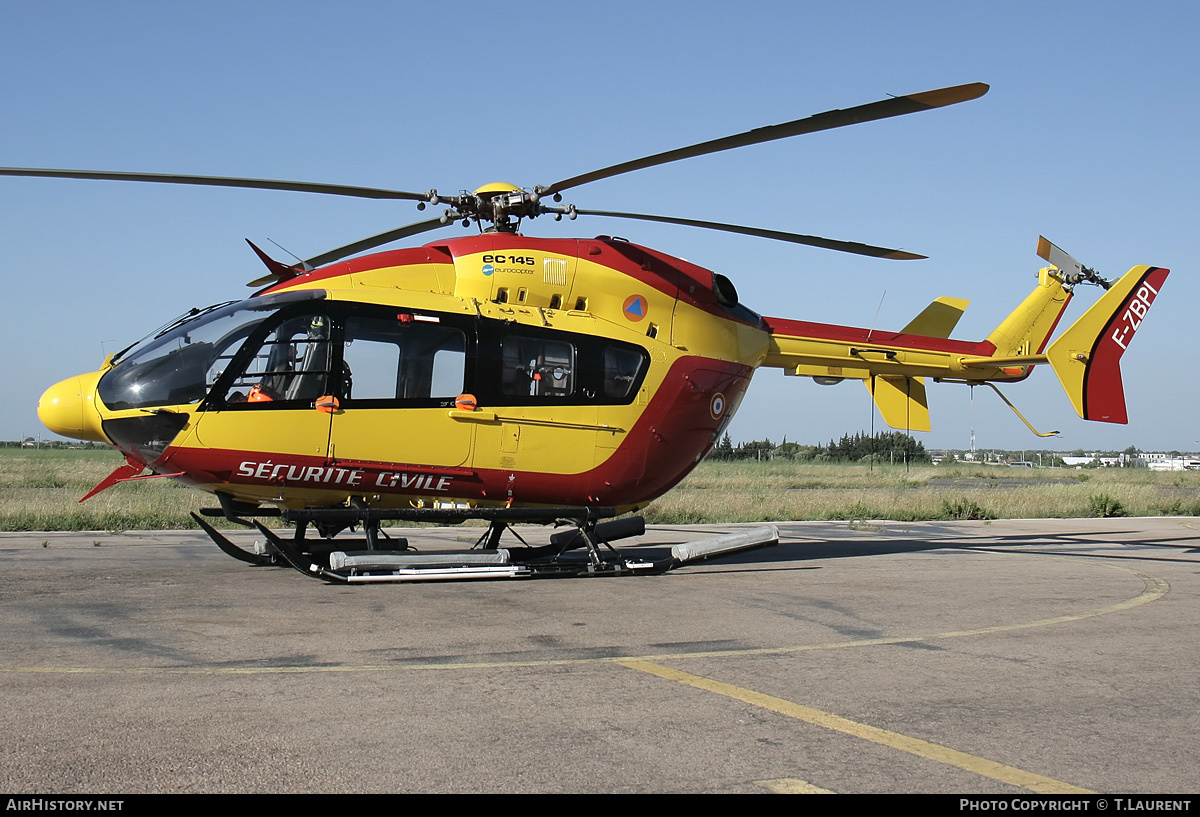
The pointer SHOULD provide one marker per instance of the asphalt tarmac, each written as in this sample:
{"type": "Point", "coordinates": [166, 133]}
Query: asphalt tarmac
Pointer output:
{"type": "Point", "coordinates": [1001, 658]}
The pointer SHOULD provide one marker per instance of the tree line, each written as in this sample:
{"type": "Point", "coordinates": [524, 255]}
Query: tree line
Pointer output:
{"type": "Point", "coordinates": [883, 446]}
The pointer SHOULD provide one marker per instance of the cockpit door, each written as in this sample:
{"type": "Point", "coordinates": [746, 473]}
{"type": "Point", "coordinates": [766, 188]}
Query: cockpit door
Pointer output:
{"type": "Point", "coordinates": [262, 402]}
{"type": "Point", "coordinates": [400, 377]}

※

*Goal*.
Reproduce all of the lines above verbatim, omitting the pictures from your output.

*Exercise response*.
The pointer SHOULD provide one marker per instance of the asphalt tarmac, each written as in this sample:
{"type": "Point", "coordinates": [166, 133]}
Query: asphalt tarmac
Pointer output:
{"type": "Point", "coordinates": [1001, 658]}
The pointer SHOULD provide one marker per instance of the tree line, each written as in this sample:
{"type": "Point", "coordinates": [524, 255]}
Query: tree line
Pointer output:
{"type": "Point", "coordinates": [883, 446]}
The pointer SHOULD provide one marker per instance of the cockpit door, each written as in this sample:
{"type": "Point", "coordinates": [746, 473]}
{"type": "Point", "coordinates": [766, 188]}
Query: cockpit door
Pointer output:
{"type": "Point", "coordinates": [262, 402]}
{"type": "Point", "coordinates": [400, 377]}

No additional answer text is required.